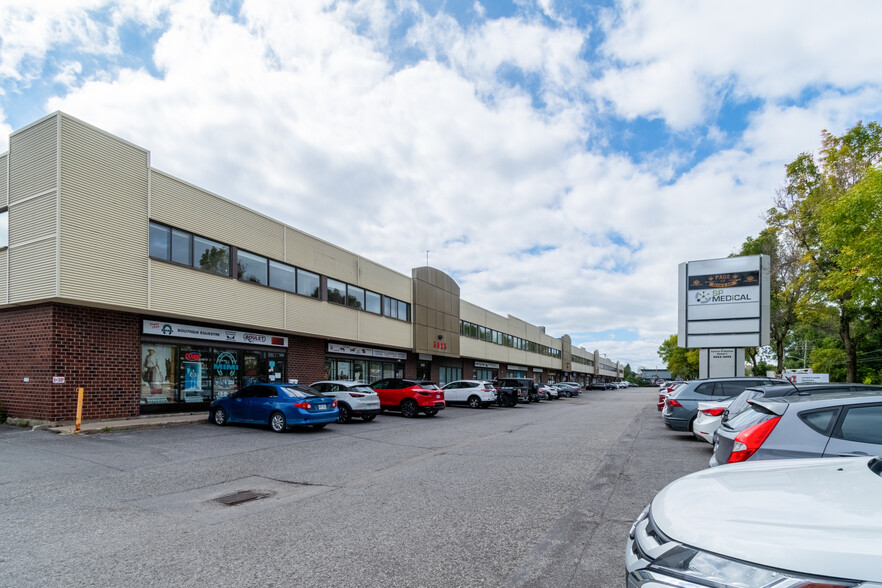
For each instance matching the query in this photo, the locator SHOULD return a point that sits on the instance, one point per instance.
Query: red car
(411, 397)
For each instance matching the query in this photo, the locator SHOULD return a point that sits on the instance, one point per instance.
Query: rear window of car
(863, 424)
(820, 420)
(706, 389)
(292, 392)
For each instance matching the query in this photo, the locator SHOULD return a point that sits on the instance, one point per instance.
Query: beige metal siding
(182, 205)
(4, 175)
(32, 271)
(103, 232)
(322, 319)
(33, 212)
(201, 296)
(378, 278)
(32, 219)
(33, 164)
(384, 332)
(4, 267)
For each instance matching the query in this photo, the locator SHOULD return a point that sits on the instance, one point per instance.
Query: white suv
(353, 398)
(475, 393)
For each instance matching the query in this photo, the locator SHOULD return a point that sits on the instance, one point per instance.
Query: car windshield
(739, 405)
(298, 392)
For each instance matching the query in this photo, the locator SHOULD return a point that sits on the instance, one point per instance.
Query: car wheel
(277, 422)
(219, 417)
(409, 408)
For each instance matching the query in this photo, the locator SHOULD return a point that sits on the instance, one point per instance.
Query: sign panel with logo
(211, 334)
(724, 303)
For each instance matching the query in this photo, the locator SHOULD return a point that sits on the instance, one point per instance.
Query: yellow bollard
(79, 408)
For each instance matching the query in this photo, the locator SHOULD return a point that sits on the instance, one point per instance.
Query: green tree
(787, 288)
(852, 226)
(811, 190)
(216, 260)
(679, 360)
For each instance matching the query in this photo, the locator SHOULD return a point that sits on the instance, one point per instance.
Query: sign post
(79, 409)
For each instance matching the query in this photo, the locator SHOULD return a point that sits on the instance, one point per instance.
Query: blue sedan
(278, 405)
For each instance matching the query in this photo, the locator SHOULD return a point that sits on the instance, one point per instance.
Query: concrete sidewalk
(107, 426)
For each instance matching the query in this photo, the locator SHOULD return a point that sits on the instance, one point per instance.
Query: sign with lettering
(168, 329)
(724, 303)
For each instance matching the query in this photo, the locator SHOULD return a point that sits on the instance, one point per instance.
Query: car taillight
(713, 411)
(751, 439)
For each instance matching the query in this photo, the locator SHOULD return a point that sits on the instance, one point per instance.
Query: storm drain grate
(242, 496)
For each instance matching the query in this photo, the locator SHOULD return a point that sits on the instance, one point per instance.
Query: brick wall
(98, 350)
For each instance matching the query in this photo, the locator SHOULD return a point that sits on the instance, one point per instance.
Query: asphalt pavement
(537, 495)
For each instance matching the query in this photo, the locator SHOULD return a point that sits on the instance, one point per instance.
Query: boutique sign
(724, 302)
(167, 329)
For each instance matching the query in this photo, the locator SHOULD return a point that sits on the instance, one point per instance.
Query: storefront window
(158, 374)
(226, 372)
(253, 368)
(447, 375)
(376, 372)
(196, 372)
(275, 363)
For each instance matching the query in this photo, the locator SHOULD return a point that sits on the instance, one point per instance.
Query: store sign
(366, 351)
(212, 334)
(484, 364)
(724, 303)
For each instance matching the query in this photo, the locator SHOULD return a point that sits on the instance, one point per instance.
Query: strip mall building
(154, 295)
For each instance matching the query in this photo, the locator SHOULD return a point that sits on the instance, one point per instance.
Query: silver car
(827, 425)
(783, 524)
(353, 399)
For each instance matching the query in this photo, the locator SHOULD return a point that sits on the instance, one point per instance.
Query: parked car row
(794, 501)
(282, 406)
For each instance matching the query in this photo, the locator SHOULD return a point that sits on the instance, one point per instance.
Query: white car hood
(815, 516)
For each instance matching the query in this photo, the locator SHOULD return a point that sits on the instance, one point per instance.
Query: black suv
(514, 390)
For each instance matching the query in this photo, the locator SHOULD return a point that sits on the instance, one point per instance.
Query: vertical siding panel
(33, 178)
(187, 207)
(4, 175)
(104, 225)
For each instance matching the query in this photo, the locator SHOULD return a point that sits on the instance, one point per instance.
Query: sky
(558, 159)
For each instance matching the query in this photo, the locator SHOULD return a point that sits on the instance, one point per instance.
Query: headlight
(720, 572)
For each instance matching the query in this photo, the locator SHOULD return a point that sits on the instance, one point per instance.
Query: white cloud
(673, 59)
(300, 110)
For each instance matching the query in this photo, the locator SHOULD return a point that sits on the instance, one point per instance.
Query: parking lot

- Stated problem -
The pictures should not appear in the copy; every other part of the records above must be returned exactly.

- Task answer -
For each instance matching the query in this photo, the locator SHOULD return a point that sits on the instance, one point per instance.
Query: red car
(411, 397)
For each instance matching the query in this photo, the locator SHOULD return a point that sits on the instance, one point per instance.
Query: rear window of car
(863, 424)
(820, 420)
(706, 389)
(292, 392)
For each instance matching the query in this photo, the locator SHOULD return a point that sits on the instance, one point per instance.
Query: beige metal siding
(182, 205)
(4, 175)
(32, 271)
(103, 232)
(322, 319)
(33, 212)
(201, 296)
(378, 278)
(32, 219)
(33, 164)
(384, 332)
(4, 267)
For each instance matching the query in this photo, the locator SHOULD return a point that sits on the instance, one point per instance.
Query: white suv
(353, 398)
(475, 393)
For each instance matching the query in this photo, the locator SHOULD return a point that sits on the instance, one point per instance.
Query: car windshield
(739, 405)
(298, 392)
For each instance matching the query in this photo, the locator SHOULD return a point that sits on the instance, one point per instance.
Query: car wheel
(277, 422)
(219, 417)
(409, 408)
For each instance matching the query in this photo, the locator SHOULD return a point that sits on the instance, one point per instance.
Query: sign panel with logo
(211, 334)
(724, 303)
For each instance matching the query in this photo, the locator SHOULD return a point that sits on the instance, one point per instance.
Query: yellow bollard
(79, 408)
For each instance matching the query in this photo, the locator SHOULD return a point that sits on the instance, one point per instance.
Query: green tree
(787, 288)
(852, 226)
(811, 190)
(216, 260)
(679, 360)
For each instance matching the query in this photo, the locator SHOULD return a point that sits on the instance, one point per instance.
Query: sign post
(79, 409)
For each instance matching the query in this photo, the locator SHOULD return a point that sits on the instance, one point per instance.
Query: blue sedan
(278, 405)
For each instance matching the query in this photo, the locator SHOULD return a point that sits on the instance, one point per instance.
Query: concrete sidewalk
(107, 426)
For each instance matching the query in this photo, the locator SHOULD return a point that sits on the instance, one point per instance.
Query: sign with lettering
(168, 329)
(724, 303)
For each instance matching the query in this photo, the locator SHOULD return a point that sits on the instance, one point per instance.
Query: car taillight
(713, 411)
(751, 439)
For each instance matching the query in this photo, the locator SHOULD return a point that sits on the instance, one point per instance.
Query: storm drain grate
(242, 496)
For each instance matching the query in this photo, the locator SHOULD return a point that sits on the instance, one point per instance.
Query: brick wall
(98, 350)
For each instance matching the query in this photo, the locator SHOULD return a point that sits on the instance, one point per instance.
Query: asphalt pavement
(537, 495)
For each instance matching the query in this photo, the locator SHOULD return a point that sits on the instance, one point per instance.
Query: boutique sign
(724, 302)
(167, 329)
For each instance matching the query in this photo, the locator SHOULD return a point that sits on the instance, one point per instance.
Query: storefront window
(158, 374)
(226, 372)
(253, 368)
(447, 375)
(376, 372)
(196, 372)
(275, 363)
For each instance matching the query in this photo, the locator SHOULD return a point that sits on the instance, one point per instance.
Query: store sign
(366, 351)
(212, 334)
(484, 364)
(724, 303)
For each instance matching the query in this photo, the locator SHOULD return a point that sits on the instance, one point per instance.
Query: strip mall building
(154, 295)
For each instance matching the query in this photo, the locator SHOULD return a point that sits on the instance, one point per instance.
Query: silver car
(827, 425)
(783, 524)
(353, 399)
For each instance matching the query in this photo, the locator SHOULD return a point that sits on the instance, one point per instance.
Query: parked car row
(794, 501)
(282, 406)
For each instance matching the query in this photo, the locator SHOULD return a point that sits on the instance, one point per instance.
Query: white car hood
(815, 516)
For each instance matching the query in this photo, the locator SHOULD return a point that sits on the instance, one point per instance.
Query: black suv
(514, 390)
For each instance matching the query in this photo, the locator SHOULD return a point that sits on the instance, one point per instance.
Query: vertical siding panel
(33, 178)
(187, 207)
(4, 175)
(104, 225)
For each instance matching the query in this photo, the locator SHOULD return a point that sits on the instance, one point per instance.
Query: sky
(558, 159)
For each instance matching the query in this photo, the locator SHOULD return a point that sits on the instance, one point per instance.
Query: headlight
(720, 572)
For each instance matching the query in this photo, the locator SHOULD return a point that sits on the instance, one point per instance.
Query: white cloud
(673, 59)
(300, 110)
For each instance matching the query in this photo, the locator SHOULD return a point that sits on the instance, one point per instance.
Query: parking lot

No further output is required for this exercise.